**Record excerpts**
------------------------------------------------------------

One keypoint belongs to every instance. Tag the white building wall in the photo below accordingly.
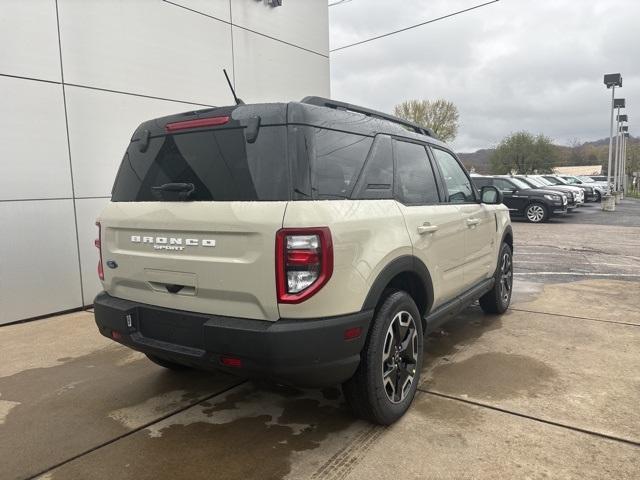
(77, 77)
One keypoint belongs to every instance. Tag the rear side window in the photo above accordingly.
(415, 181)
(457, 182)
(219, 163)
(504, 185)
(376, 179)
(336, 162)
(481, 182)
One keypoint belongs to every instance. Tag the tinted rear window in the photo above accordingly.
(220, 164)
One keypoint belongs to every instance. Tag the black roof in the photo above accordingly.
(313, 111)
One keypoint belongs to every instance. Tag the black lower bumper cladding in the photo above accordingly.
(309, 352)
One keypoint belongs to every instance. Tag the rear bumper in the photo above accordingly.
(310, 352)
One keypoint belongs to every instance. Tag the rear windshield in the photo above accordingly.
(220, 165)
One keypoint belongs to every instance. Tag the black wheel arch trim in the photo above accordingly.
(402, 264)
(508, 231)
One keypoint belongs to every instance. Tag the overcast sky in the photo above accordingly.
(512, 65)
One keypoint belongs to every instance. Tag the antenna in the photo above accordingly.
(238, 101)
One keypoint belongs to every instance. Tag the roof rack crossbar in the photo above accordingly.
(326, 102)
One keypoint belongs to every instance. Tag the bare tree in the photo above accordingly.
(522, 152)
(441, 116)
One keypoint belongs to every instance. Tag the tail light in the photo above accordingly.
(304, 262)
(98, 244)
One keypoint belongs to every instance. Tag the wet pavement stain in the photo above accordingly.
(494, 375)
(457, 333)
(448, 411)
(60, 411)
(250, 433)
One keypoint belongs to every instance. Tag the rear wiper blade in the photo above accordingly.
(173, 191)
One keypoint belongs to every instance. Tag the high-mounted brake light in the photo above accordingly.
(304, 262)
(197, 123)
(98, 244)
(231, 362)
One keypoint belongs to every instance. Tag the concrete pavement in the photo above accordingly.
(548, 390)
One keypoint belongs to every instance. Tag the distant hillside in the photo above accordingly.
(587, 153)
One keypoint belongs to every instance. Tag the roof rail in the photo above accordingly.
(326, 102)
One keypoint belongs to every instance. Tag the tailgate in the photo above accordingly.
(208, 257)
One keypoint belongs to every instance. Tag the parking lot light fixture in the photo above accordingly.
(617, 103)
(624, 162)
(611, 80)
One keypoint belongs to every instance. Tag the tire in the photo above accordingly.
(497, 299)
(386, 380)
(536, 212)
(167, 363)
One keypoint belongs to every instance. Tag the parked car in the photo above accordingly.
(536, 205)
(599, 178)
(592, 193)
(310, 243)
(591, 182)
(574, 195)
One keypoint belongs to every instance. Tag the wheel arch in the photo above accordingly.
(407, 273)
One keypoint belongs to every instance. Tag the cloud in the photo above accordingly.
(513, 65)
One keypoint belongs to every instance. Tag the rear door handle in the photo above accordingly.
(472, 222)
(426, 228)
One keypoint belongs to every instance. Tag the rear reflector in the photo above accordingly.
(231, 362)
(198, 123)
(352, 333)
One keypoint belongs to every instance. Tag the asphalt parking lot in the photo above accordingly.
(549, 390)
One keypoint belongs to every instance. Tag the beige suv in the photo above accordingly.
(311, 243)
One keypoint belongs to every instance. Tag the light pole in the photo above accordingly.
(626, 141)
(618, 163)
(611, 80)
(617, 103)
(623, 158)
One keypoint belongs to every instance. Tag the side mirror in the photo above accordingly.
(490, 195)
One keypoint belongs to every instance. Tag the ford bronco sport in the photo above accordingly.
(310, 243)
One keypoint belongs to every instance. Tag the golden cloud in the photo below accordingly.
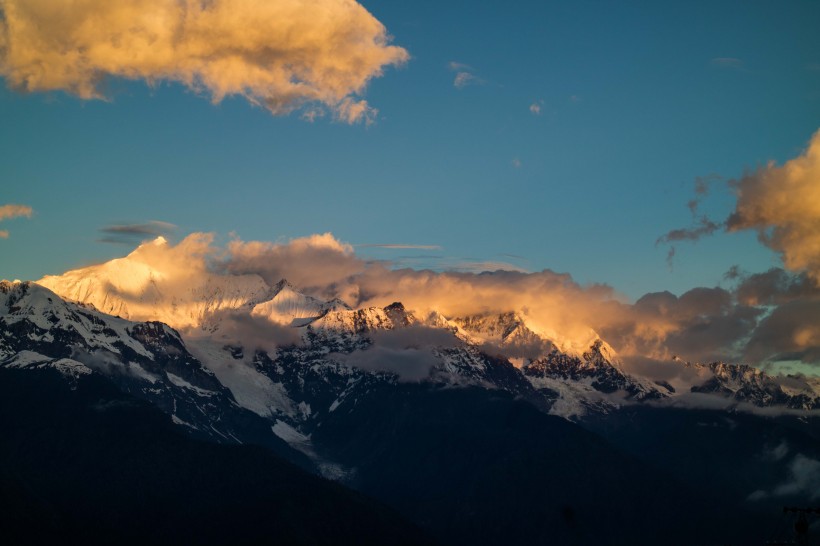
(783, 205)
(278, 54)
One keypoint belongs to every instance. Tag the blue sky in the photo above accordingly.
(634, 102)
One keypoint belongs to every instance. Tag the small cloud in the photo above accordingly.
(7, 212)
(727, 62)
(401, 246)
(134, 233)
(11, 211)
(355, 111)
(482, 267)
(463, 79)
(464, 75)
(312, 114)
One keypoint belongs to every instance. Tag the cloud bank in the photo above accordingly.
(780, 203)
(280, 55)
(762, 319)
(134, 233)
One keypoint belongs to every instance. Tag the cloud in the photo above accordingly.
(132, 233)
(727, 62)
(765, 318)
(281, 55)
(407, 352)
(402, 246)
(7, 212)
(803, 481)
(780, 203)
(464, 75)
(11, 211)
(783, 205)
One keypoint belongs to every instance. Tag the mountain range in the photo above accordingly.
(475, 429)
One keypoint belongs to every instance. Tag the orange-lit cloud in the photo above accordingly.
(281, 55)
(783, 205)
(767, 317)
(15, 211)
(780, 203)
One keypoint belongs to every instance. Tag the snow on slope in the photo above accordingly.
(292, 308)
(142, 287)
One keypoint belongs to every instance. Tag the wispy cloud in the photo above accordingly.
(731, 63)
(280, 55)
(133, 233)
(8, 212)
(11, 211)
(400, 246)
(465, 75)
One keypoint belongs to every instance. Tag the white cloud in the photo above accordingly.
(464, 75)
(11, 211)
(280, 55)
(8, 212)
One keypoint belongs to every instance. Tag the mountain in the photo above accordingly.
(140, 286)
(496, 419)
(83, 462)
(148, 360)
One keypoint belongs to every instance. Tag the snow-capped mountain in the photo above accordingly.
(148, 360)
(753, 386)
(289, 307)
(566, 376)
(142, 287)
(338, 393)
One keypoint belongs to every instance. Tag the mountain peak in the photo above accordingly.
(281, 285)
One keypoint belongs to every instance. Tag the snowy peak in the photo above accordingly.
(506, 330)
(359, 321)
(141, 286)
(289, 307)
(595, 368)
(747, 384)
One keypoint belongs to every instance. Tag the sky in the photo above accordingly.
(615, 142)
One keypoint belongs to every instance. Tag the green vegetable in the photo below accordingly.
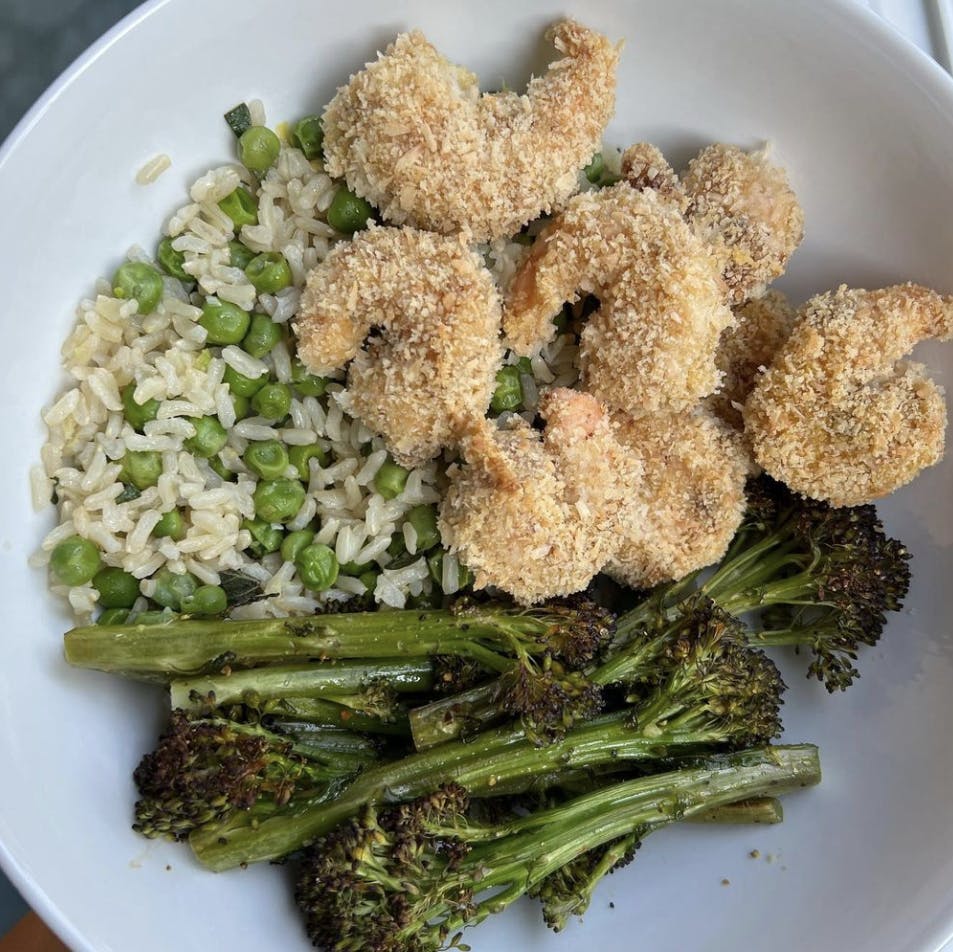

------------------------------------------------------------

**What you should do**
A verbatim copy of the data, free of pictures, is the expected answer.

**Exercise output**
One keypoint belongs to every instance. Tag the white building wall in the photo below accordingly.
(77, 77)
One keypoint belongs to every instance. Tag the rear side window in the photo above accordingly.
(415, 181)
(457, 182)
(219, 163)
(504, 185)
(376, 179)
(336, 162)
(481, 182)
One keypoint belongs to every instance. Tag the tinted rear window in the photo above accordingly.
(220, 164)
One keypoint belongs to every instance. Tag the black roof in the photo above accordingly.
(313, 111)
One keypoint belongs to every instance. Tag the black lower bumper cladding in the photo above accordingly.
(309, 352)
One keypoint belongs to every instance. Tag the rear bumper in the photo above accordingly.
(310, 352)
One keypoint belongs to every instance. Tag the rear windshield in the photo above accordingly.
(220, 165)
One keypoint belongs to every instance. Tag the black wheel arch trim in the photo above accordingly.
(402, 264)
(508, 231)
One keypoint belongs to every instance. Tag the overcast sky in the photo above accordingly.
(512, 65)
One keypoint belongs to every instance. Tag the antenna in the photo above accordingly.
(238, 101)
One keypoint belongs to every instance. Tag the roof rack crossbar in the photo above accordingly.
(326, 102)
One keypoint belongs to every instance. Tag the bare tree in the photo above accordingly.
(522, 152)
(441, 116)
One keypoint belongs to every instance. Tag the tail light in the photo above accordingly.
(304, 262)
(98, 244)
One keypoint belongs to every instance. Tag the wet pavement stain in the photo above accordingly.
(494, 375)
(457, 333)
(448, 411)
(60, 411)
(250, 433)
One keypoint belongs to every instance. Tag the rear wiper blade in the photo above accordingly.
(173, 191)
One keypoint belongs to every instance. Tag the high-mounted brake light in the photo above accordingly.
(304, 262)
(197, 123)
(98, 244)
(231, 362)
One keypoint belongs to every instance. Tag the concrete pavement in the photo above accordingly.
(548, 390)
One keypoint belongs to every instance. Tag the distant hillside in the photo above accordingly.
(587, 153)
One keypoint belongs to every instance. Tag the roof rail in the photo above accordingly.
(326, 102)
One keypoint belongs to every instance. Tag the tailgate in the photo above accordingly.
(208, 257)
One keypoint belongs to every instance. Tag the parking lot light fixture in the photo above accordingly.
(617, 103)
(624, 162)
(611, 80)
One keypoint belongs to every instance. Tag the tire in the photo above accordingly.
(497, 299)
(386, 380)
(536, 212)
(167, 363)
One keypoint belongs to every instance. Tag the parked car in the photo above accordingly.
(536, 205)
(599, 178)
(592, 193)
(310, 243)
(591, 182)
(574, 195)
One keypoint belongs to every instance. Tag the wheel arch in the photo above accordingly.
(407, 273)
One keypoint belongs to every instance. Tag the cloud in the photo above accordingly.
(513, 65)
One keypoint belongs to every instance. Tag the rear door handle in the photo above accordingly.
(472, 222)
(426, 228)
One keypoint belongs to every instance. Tag the rear reflector in the photo above accordingly.
(231, 362)
(198, 123)
(352, 333)
One keypoint belongs to every instance. Tag the asphalt parking lot in the photo above accordingly.
(549, 390)
One keypoint belongs to every instance. Tag the beige suv in the photo above accordingly.
(311, 243)
One keypoint belongs to every instance. Tag the light pole in the photo above accordingly.
(626, 141)
(618, 163)
(611, 80)
(617, 103)
(623, 158)
One keypoint belongs to every instance. Tag the side mirror in the photo above accordingly.
(490, 195)
One keypoint belongs to every instance. Tag the ford bronco sport in the photo above accordingly.
(310, 243)
One keypoint belongs to every instance. Tag the golden cloud in the photo below accordingly.
(783, 205)
(278, 54)
One keypoint belongs to every instance. Tag the blue sky in the photo above accordingly.
(634, 102)
One keypoint belongs to every instance. Tag the small cloud in the photo above accordingly.
(7, 212)
(727, 62)
(401, 246)
(134, 233)
(11, 211)
(355, 111)
(482, 267)
(463, 79)
(464, 75)
(312, 114)
One keypoint belongs to every instance. Tag the cloud bank in the photo above accordingly.
(780, 203)
(280, 55)
(762, 319)
(134, 233)
One keypoint belongs to every instance. Tag the cloud in the photo above accordingly.
(132, 233)
(727, 62)
(765, 318)
(281, 55)
(407, 352)
(402, 246)
(7, 212)
(803, 481)
(780, 203)
(464, 75)
(11, 211)
(783, 205)
One keypoint belongs to every instance. Tag the mountain range in the photo above accordingly.
(475, 429)
One keypoint belongs to every instance. Tag the orange-lit cloud in the photo above accordingly.
(281, 55)
(783, 205)
(767, 317)
(15, 211)
(780, 203)
One keypoint belongs to every instance. Tag the snow on slope in the photo above accordingly.
(292, 308)
(142, 287)
One keypoint belongs to every instance. Tag the wispy cloud in the photo above accordingly.
(731, 63)
(280, 55)
(133, 233)
(8, 212)
(11, 211)
(400, 246)
(465, 75)
One keypoint belongs to every instance. Tag the white cloud in the photo above accordingly.
(464, 75)
(11, 211)
(280, 55)
(8, 212)
One keypoint belongs to every instance. Tag the mountain in the photo above accordingly.
(140, 286)
(496, 419)
(83, 462)
(148, 360)
One keypoint belongs to every instance. Tag the snow-capped mountain in the photo above accordingly.
(148, 360)
(753, 386)
(289, 307)
(566, 376)
(142, 287)
(338, 393)
One keypoint belongs to every instance. Tag the mountain peak in the photo above accordingly.
(281, 285)
One keypoint belongs to every instance. Tag the snowy peak in the photo above accordingly.
(506, 330)
(359, 321)
(141, 286)
(289, 307)
(595, 368)
(747, 384)
One keypoint belongs to every instance. Tag the sky in the photo above accordingly.
(615, 142)
One keypoint belongs to every instance. Tag the green vegetable in the photo below accordingly.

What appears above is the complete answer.